Brief 1 >>
Copy the part of the hospital drama recap that opens with the words containing "Later, in the" and closes with "will get bad.".
Brief 2 >>
Answer these questions from the hospital drama recap:
(a) What symptom did Assemblywoman Ko fail to report?
(b) What condition is confirmed in the observation room?
(c) Whose name appears on the vibrating phone?
Brief 3 >>
Render this sentence from the hospital drama recap in Spanish: "It’s Code Orange: the Trauma Center is for patients in critical condition."

Passage to read >>
A final patient bursts into the Trauma Center: Assemblywoman Ko. She looks like she’d rather lick a bovie than be here, but she still demands priority treatment. Nurse Oh is scathing. It’s Code Orange: the Trauma Center is for patients in critical condition. Assemblywoman Ko has a fracture, at worst. But before she can be wheeled away to the main hospital, a voice tells them to stop. It’s Dr. Jung. Carefully, he examines her injured leg. As he suspected, there’s a symptom she didn’t report — her entire foot is numb.
Later, in the observation room they confirm it: compartment syndrome. She’s in urgent need of surgery. Sullen, Assemblywoman Ko refuses to give her consent. Where was this attentiveness when her son was dying? Are they bowing and scraping to quash the lawsuit? At this, Dr. Jung can’t stay silent. I have a daughter, he says. I’m not the best dad — but there’s one thing I can do to make her proud. I work hard for my patients. So, fine: keep the lawsuit going. You should still get the surgery, because if you don’t, things will get bad.
Later, Teacher Kim seeks him out. Together, they smile up at the Trauma Center, and marvel at how far they’ve come. Not everyone, Teacher Kim tells him, gently, will understand our intentions. They’re simply not interested. They don’t know or care how hard we try. All we can do is move silently forward — because what matters the most never disappears.
Many a soul-searching doctor has been found lurking in Doldam’s reception. Fresh from his day in court, Dr. Cha is no exception. Previously, Eun-jae berated him for choosing the lawsuit over an emergency. Now, he startles Teacher Kim with a question: why did you operate on Assemblywoman Ko? Teacher Kim shrugs. There was no ulterior motive. Getting angrier, Dr. Cha rounds on Teacher Kim. Did you think, he says, I wouldn’t notice your arm? How far has your illness progressed? Teacher Kim flinches, shrinking back — it’s a palpable hit.
Worry about yourself, he says, not me. Today, you failed as a doctor, a father and a teacher. Dr. Cha’s reply is immediate and snide: you should show me more respect. After all, without me, you have no alternative. But at this, Teacher Kim chuckles. This one, he’s prepared for, with a Mark Twain quotation about ignorance — and a bombshell. You were only ever Plan B. Meanwhile, back in his office, a phone vibrates, displaying a very familiar name. Kang Dong-ju.

Extracted data >>
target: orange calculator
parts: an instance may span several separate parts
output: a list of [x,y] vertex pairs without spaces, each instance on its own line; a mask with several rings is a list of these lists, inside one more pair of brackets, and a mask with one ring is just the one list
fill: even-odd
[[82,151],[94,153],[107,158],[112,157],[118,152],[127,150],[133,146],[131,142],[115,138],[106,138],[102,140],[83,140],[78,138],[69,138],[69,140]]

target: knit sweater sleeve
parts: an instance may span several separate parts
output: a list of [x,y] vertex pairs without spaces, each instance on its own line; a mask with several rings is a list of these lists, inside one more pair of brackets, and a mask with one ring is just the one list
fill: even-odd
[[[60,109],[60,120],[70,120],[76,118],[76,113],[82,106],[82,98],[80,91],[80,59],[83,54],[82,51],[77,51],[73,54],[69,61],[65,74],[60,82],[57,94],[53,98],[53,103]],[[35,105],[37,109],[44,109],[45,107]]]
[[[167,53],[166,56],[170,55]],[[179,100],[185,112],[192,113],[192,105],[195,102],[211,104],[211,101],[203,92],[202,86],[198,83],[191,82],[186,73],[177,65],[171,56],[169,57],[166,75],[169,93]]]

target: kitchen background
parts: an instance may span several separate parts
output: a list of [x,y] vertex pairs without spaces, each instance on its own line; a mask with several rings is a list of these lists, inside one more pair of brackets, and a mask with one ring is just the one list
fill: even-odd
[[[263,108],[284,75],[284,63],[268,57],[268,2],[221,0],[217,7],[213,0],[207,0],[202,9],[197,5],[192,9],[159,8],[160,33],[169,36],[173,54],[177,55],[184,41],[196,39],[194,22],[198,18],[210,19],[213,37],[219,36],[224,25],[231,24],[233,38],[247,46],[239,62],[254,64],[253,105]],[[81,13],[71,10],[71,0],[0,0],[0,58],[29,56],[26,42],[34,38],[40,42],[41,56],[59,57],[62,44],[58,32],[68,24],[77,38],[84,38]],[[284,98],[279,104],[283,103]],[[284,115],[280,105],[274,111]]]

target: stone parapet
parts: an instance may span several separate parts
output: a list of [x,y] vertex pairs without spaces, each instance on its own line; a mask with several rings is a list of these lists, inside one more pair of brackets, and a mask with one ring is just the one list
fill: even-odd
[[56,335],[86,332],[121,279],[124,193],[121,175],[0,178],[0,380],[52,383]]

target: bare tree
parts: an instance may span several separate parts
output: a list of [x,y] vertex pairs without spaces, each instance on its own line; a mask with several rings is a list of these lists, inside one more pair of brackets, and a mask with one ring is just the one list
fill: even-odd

Answer box 1 >>
Later, in the observation room they confirm it: compartment syndrome. She’s in urgent need of surgery. Sullen, Assemblywoman Ko refuses to give her consent. Where was this attentiveness when her son was dying? Are they bowing and scraping to quash the lawsuit? At this, Dr. Jung can’t stay silent. I have a daughter, he says. I’m not the best dad — but there’s one thing I can do to make her proud. I work hard for my patients. So, fine: keep the lawsuit going. You should still get the surgery, because if you don’t, things will get bad.

Answer box 2 >>
(a) Her entire foot is numb.
(b) Compartment syndrome.
(c) Kang Dong-ju.

Answer box 3 >>
Es Código Naranja: el Centro de Traumatología es para pacientes en estado crítico.